- **Problem requirements**: Gather every line of the entries below that contains the string "patch". Matches must have the same case.

Photo object pointing entries:
=====
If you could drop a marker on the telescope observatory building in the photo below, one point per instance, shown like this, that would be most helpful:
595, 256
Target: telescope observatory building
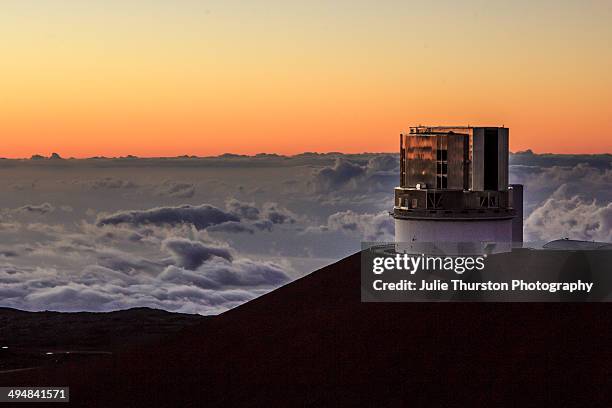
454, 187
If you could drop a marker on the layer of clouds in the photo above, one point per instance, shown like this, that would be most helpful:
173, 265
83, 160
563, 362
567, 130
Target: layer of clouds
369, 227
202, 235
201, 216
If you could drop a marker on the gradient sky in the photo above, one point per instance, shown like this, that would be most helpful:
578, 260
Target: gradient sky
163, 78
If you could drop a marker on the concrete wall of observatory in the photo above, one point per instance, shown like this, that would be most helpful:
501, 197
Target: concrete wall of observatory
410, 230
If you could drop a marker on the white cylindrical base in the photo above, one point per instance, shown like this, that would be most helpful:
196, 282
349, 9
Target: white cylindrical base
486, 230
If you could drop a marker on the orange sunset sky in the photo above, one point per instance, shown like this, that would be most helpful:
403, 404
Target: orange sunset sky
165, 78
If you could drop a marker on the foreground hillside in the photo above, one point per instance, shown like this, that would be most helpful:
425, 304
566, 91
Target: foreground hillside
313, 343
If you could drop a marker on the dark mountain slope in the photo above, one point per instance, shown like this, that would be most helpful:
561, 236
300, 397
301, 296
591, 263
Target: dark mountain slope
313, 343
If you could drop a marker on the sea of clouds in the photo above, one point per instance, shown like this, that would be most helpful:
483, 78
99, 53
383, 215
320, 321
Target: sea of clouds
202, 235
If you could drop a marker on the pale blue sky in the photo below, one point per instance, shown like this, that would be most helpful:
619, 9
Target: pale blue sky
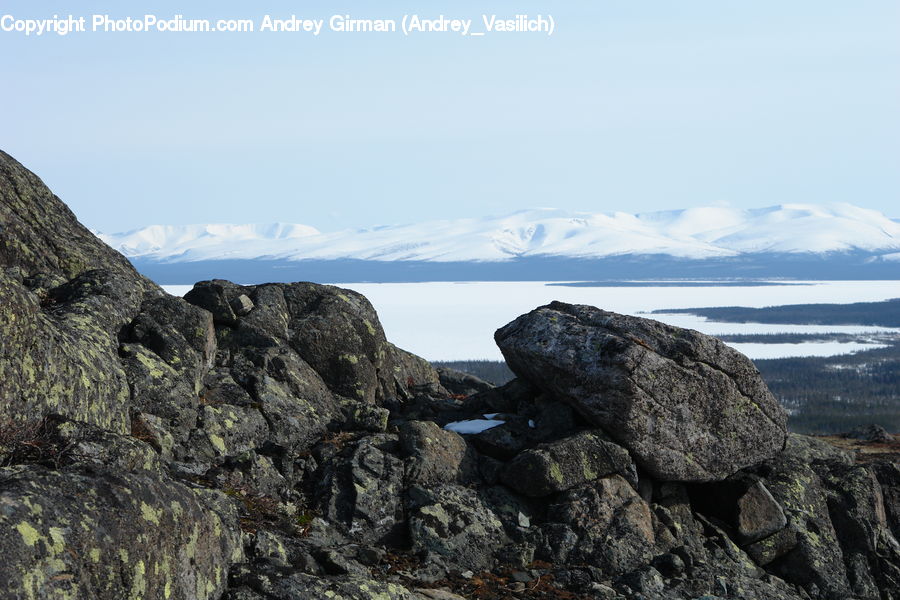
=====
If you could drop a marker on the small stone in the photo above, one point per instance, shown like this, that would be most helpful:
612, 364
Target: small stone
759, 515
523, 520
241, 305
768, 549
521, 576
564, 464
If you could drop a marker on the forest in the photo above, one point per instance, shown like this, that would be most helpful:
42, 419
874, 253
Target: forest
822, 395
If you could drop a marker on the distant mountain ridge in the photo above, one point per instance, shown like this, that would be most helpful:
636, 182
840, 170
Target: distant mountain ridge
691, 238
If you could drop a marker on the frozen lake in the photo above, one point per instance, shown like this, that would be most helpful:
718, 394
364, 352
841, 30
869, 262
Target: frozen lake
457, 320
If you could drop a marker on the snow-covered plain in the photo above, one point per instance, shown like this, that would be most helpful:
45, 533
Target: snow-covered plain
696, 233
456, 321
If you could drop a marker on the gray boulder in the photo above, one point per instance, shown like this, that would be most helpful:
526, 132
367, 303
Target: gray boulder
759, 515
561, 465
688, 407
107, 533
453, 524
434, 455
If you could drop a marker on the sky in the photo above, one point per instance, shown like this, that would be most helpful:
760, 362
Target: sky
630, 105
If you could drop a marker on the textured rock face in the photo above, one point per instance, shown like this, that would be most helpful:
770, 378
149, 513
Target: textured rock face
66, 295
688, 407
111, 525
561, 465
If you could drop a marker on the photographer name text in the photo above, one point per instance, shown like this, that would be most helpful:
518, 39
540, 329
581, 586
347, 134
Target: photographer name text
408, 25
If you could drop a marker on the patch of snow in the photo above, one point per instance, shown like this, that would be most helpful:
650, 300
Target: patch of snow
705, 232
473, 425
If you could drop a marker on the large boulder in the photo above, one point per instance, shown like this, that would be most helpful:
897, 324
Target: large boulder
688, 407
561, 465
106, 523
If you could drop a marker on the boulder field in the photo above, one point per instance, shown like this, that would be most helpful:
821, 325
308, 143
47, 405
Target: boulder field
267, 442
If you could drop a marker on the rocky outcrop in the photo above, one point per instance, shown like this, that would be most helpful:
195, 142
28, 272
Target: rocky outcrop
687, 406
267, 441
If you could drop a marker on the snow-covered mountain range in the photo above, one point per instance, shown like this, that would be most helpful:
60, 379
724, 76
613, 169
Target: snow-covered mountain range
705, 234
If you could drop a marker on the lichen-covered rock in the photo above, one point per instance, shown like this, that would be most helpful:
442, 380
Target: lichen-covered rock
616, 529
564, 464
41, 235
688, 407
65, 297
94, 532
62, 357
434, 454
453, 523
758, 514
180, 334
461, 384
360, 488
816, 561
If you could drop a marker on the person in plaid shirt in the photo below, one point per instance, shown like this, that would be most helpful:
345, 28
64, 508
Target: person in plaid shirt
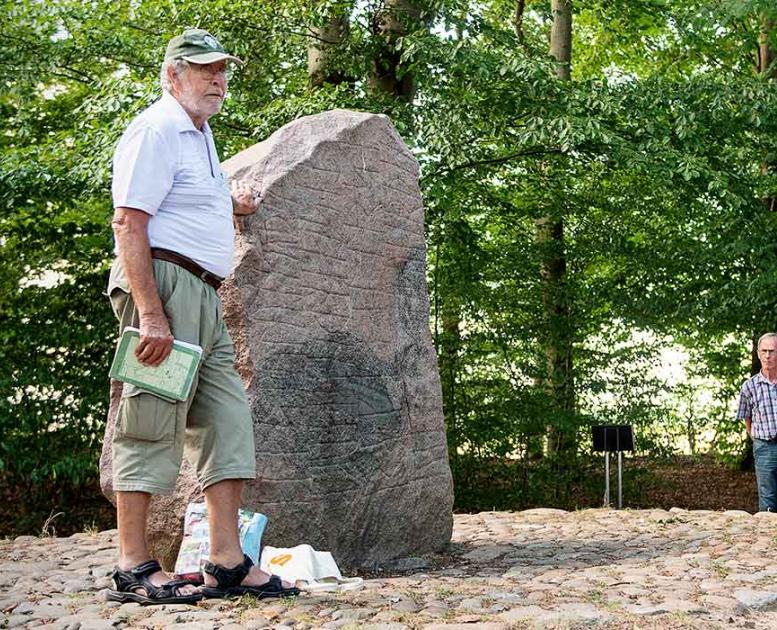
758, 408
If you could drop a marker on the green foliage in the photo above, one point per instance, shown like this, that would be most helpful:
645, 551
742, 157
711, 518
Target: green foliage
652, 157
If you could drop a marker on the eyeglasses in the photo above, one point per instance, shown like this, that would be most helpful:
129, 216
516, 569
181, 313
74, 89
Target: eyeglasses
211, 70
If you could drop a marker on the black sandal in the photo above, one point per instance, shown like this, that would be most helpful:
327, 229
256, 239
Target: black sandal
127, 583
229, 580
=====
- **Reply**:
If you could drop a marker on the patch of snow in the photo above, one point per instance, shown like this, that would be most helpful:
Target: patch of snow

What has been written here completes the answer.